* **Extract**
Now, after a trip that was nothing like I planned but held more meaning for me than I ever imagined, I have much more to give thanks for than the food I have eaten (although it’s been some seriously good eating).  I have to give thanks to my sister Jessie, for telling me of the cheap ticket prices and showing me around Lima, explaining the taxis and the food and the good and bad neighborhoods, and to her husband and kids and the whole family there for giving me a great couple of weeks where the days were relaxed yet full.  I want to give thanks as well to the chefs who I’ll never see but who never let me down; to the bus drivers who had patience with a couple of lost gringas with no idea how much to pay or where to board; to the city of Lima for letting me join in its colorful and chaotic birthday celebration.

I thank the planes that make life easier and shorten a sixteen hour journey into two hours.  I thank the long distance buses and minivans that save money and let you see more, of the life of ordinary people, of the out-of-the-way unvisited towns consisting of stray dogs and houses painted with political slogans perched on sides of mountains.  They let you experience more, when you’re stranded far from your destination in a little town and you realize that the old woman you’re asking for directions is a Quechua speaker who knows less Spanish than you do.  They come and rescue you, when you’ve walked down from Machu Picchu and along a railroad track for two hours only to find that the bridge is out and there are people occupying the train trying to get to Cuzco, when you follow these strikers off the train and down a road that leads to the place where the bridge fell, a rushing river now passable via log, and the train has pulled away so there is not really any choice but to cross, and at the other end to find a driver with open seats who will drive you over curving guardrail-less high mountain roads and tell you about how his parents named him Ronald after Ronald Reagan, and how his schooling to become a guide is going, and how when someone yawns the joke is to ask “from hunger or from sleepiness?”

I have to thank our hosts in Cuzco, for having their doors open at 1 a.m. when Ronald deposited us in a plaza and we stumbled up the long, long stairs and proceeded to hang out listening to reggae and classic rock for several more hours.  We passed some good times in that apartment in San Blas, and that was another opportunity to see another side of a famously touristy city and its surroundings.  Just a hint: if you find yourself in Peru, go to the market, and get the juice and/or the daily menu.  It’s always good value and most of the time good conversation with the woman who’s serving your soup and your tripe-with-potatoes.

* **Your goal**
Answer these questions from the Peru trip piece:
(a) Who told the writer about the cheap ticket prices and showed the writer around Lima?
(b) What was the driver named, and who was he named after?
(c) At what hour did the hosts in Cuzco have their doors open?
The rows aren't needed here.

* **Dataset records**
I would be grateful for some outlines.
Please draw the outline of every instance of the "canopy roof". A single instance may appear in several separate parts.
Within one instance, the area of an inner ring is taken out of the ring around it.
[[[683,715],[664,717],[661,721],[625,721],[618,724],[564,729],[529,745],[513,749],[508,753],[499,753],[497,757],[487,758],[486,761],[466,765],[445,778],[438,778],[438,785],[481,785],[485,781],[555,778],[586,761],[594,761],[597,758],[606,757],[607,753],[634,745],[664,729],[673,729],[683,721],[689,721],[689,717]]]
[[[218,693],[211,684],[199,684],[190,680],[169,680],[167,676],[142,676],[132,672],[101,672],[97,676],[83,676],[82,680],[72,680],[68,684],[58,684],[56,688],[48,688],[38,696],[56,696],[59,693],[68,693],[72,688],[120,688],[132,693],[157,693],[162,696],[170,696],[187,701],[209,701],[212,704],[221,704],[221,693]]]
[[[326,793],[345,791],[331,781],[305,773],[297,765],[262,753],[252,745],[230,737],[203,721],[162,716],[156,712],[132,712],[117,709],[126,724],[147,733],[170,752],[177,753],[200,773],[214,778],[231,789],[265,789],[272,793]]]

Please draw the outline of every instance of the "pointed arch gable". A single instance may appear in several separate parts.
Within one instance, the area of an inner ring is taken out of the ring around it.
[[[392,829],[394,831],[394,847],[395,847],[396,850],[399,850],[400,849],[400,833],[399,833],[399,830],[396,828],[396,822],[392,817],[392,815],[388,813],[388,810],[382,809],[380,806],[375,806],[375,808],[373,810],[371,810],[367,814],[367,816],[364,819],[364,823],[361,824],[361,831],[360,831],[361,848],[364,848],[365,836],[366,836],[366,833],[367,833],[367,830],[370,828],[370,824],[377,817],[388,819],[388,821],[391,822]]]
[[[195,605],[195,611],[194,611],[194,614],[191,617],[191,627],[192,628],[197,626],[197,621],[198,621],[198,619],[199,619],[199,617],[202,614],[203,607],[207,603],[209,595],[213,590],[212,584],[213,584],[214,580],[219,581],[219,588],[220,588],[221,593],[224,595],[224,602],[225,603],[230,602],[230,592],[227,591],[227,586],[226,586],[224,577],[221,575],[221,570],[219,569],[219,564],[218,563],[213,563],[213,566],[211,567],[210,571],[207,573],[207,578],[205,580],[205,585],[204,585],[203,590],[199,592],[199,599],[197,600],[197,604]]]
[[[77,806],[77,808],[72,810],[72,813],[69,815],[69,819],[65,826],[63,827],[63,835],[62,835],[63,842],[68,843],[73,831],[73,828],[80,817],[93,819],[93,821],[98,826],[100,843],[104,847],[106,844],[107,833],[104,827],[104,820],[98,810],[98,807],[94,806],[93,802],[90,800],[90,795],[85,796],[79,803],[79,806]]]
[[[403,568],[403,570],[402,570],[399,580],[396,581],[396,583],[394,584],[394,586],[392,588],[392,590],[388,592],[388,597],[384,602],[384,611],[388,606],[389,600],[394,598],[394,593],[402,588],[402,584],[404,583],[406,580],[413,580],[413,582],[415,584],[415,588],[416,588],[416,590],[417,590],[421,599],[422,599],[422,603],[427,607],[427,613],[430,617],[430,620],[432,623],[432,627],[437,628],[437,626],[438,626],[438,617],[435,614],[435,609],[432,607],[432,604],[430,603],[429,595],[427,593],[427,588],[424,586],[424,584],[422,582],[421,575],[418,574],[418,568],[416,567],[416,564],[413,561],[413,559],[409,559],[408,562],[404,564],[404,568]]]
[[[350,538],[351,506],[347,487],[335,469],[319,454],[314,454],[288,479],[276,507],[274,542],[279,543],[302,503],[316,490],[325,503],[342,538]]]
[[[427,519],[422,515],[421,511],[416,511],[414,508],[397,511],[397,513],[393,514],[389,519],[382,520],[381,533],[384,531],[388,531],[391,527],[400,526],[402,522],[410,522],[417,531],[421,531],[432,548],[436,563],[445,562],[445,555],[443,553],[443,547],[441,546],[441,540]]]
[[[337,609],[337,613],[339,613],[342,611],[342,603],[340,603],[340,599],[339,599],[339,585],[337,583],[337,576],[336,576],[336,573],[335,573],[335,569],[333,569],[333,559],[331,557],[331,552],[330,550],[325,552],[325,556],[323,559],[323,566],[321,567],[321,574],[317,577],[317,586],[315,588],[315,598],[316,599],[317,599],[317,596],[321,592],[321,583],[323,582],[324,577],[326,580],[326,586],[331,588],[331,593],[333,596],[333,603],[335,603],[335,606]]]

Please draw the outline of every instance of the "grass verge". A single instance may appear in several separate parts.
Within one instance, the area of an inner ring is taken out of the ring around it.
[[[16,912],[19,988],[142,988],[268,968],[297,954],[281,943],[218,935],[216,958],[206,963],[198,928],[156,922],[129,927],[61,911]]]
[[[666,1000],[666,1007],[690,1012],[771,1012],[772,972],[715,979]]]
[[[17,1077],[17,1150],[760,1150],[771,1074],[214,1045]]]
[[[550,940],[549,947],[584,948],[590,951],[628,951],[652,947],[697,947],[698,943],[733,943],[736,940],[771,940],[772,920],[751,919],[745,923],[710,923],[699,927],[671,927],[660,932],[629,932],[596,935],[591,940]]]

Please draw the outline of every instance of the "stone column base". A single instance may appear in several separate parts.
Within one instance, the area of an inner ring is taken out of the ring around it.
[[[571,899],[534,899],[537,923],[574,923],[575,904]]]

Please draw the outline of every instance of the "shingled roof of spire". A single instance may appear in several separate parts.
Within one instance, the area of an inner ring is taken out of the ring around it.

* **Output for this exercise**
(a) The writer's sister Jessie.
(b) Ronald, after Ronald Reagan.
(c) 1 a.m.